#### Text shown:
11/20/14

Final Indian war underway; sage grouse doomed to PRTC, KXL


What is even worse South Dakota’s media has also buried its collective heads in the sand even though Native Sun News has been reporting on the Keystone XL Pipeline since 2006. Award winning Health and Environment Editor for Native Sun News, Talli Nauman, has been at the journalistic forefront of this environmental disaster about to happen from day one and she has been rewarded by the South Dakota Newspaper Association with many awards for her yearly series of articles on this most important topic. Until this issue became a political football, the rest of South Dakota’s media had been silent. The Keystone XL Pipeline that is being pushed by TransCanada may well be the beginning of the final war between the United States government and the Indian Nations. [Tim Giago, The final Indian war in America is about to begin]


The expansion will quadruple the size of the existing airspace to an area of about 20 million acres lying northwest of Rapid City and spanning parts of South Dakota, Wyoming, Montana and North Dakota. The lowest allowable altitude would be 500 feet, with higher minimums in some areas. [Seth Tupper, Rapid City Journal]





As hundreds of welfare ranchers reap windfall benefits for their negligence during a late fall blizzard, the Anthropocene is wiping out thousands of native species.

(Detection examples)
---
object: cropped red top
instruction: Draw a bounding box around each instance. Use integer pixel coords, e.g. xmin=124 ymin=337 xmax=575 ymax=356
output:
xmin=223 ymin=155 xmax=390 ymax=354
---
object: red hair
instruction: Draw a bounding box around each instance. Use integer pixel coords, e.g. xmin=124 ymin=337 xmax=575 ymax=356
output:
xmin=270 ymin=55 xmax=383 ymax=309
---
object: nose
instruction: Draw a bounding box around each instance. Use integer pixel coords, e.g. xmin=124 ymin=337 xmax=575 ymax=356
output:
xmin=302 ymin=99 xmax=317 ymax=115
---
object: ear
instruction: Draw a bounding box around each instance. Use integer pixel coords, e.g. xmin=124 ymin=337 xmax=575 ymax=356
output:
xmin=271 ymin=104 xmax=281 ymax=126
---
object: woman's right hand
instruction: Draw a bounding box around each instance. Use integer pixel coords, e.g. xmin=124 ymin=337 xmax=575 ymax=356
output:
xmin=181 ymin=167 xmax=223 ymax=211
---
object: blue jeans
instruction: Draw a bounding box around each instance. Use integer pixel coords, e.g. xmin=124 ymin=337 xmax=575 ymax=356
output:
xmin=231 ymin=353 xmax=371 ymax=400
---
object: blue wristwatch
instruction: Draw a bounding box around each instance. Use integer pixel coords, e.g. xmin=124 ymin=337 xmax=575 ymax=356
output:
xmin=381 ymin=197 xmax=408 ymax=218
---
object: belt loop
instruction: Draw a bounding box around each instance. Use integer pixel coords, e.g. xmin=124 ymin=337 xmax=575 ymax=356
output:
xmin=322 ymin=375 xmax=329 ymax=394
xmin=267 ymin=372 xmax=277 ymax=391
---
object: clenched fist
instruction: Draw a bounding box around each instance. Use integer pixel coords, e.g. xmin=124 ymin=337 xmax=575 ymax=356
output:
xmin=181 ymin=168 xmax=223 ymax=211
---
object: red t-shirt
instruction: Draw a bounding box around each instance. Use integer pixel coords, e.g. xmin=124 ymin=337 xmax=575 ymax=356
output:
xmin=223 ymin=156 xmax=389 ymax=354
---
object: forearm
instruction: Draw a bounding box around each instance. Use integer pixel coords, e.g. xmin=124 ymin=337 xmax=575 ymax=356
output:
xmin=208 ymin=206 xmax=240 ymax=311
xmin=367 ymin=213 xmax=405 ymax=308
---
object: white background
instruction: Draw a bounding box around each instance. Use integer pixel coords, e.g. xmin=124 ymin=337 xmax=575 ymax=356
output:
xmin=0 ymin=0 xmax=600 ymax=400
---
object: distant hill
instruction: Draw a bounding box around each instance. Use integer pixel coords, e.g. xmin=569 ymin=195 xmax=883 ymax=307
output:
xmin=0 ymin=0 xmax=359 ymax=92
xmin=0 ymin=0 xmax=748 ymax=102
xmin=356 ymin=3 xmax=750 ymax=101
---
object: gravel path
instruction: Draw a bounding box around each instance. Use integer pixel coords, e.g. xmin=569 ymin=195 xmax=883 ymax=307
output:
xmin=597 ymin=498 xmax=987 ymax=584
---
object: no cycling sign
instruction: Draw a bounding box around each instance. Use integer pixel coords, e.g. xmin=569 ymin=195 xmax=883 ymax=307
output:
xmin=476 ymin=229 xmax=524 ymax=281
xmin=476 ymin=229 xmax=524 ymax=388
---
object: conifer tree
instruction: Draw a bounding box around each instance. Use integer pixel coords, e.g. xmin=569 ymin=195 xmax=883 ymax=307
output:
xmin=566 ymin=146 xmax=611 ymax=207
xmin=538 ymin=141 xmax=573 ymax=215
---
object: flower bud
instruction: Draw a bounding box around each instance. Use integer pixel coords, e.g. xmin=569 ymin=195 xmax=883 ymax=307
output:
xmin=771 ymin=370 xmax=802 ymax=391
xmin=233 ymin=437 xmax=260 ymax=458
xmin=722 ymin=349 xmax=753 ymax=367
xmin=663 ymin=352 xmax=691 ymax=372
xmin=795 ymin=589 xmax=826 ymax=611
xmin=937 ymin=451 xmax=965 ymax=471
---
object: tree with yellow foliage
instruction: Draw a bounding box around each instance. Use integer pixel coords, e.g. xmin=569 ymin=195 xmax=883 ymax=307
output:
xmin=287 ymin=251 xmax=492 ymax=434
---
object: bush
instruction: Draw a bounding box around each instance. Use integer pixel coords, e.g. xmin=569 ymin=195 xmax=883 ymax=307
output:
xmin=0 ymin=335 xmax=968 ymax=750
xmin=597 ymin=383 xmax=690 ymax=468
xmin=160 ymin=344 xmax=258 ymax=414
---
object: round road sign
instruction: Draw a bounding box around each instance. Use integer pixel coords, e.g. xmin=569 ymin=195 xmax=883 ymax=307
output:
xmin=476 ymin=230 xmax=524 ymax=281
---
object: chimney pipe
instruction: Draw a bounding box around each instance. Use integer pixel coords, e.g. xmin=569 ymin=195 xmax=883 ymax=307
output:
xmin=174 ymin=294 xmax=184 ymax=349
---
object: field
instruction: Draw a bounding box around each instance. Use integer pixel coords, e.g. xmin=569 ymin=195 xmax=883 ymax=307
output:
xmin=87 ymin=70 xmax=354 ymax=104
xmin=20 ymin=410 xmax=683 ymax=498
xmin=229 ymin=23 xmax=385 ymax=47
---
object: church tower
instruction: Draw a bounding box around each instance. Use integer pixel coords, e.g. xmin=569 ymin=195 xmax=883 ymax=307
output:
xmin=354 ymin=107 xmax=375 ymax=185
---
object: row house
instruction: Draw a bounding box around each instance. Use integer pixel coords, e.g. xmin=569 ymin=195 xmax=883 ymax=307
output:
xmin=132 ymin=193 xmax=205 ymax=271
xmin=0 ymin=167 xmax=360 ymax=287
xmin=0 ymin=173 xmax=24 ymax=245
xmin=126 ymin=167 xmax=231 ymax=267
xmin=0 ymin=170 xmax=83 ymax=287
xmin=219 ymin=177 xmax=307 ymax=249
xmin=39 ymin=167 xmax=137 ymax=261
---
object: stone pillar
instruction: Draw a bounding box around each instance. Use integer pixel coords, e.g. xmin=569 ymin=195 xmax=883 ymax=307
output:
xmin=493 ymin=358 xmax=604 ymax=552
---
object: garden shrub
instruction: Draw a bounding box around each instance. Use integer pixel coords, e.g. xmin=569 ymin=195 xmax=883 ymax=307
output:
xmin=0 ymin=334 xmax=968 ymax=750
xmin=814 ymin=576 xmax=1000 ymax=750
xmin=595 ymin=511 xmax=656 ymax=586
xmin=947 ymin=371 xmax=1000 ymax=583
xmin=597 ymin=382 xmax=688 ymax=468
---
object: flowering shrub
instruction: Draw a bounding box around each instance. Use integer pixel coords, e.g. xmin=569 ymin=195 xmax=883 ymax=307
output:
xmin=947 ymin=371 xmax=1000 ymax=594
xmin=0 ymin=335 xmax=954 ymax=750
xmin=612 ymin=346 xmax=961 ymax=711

#### Tasks to perform:
1: Name every U.S. state mentioned in the text about the Keystone XL Pipeline.
2: Add -77 to every bounding-box coordinate in the records' outputs. Begin at the first line of the records, stop after the line that contains "xmin=181 ymin=167 xmax=223 ymax=211", and write all of those lines out again with the requests included.
The text and the records were drawn from separate sources.

#### Answers per task:
1: South Dakota, Wyoming, Montana, North Dakota

2:
---
object: cropped red top
instruction: Draw a bounding box around each instance. Use integer pixel coords, e.g. xmin=124 ymin=337 xmax=575 ymax=356
output:
xmin=146 ymin=78 xmax=313 ymax=277
---
object: red hair
instruction: Draw a bounding box around each instance. Use integer pixel coords, e.g. xmin=124 ymin=337 xmax=575 ymax=356
output:
xmin=193 ymin=-22 xmax=306 ymax=232
---
object: nose
instruction: Draw a bounding box around each instance. Use integer pixel coords, e.g. xmin=124 ymin=337 xmax=575 ymax=356
output:
xmin=225 ymin=22 xmax=240 ymax=38
---
object: ear
instruction: Draw a bounding box around each instance. Use integer pixel coords, e.g. xmin=124 ymin=337 xmax=575 ymax=356
output:
xmin=194 ymin=27 xmax=204 ymax=49
---
object: woman's right hand
instruction: Draw a bounding box around each instance. Use integer pixel coords, e.g. xmin=124 ymin=337 xmax=575 ymax=356
output:
xmin=104 ymin=90 xmax=146 ymax=134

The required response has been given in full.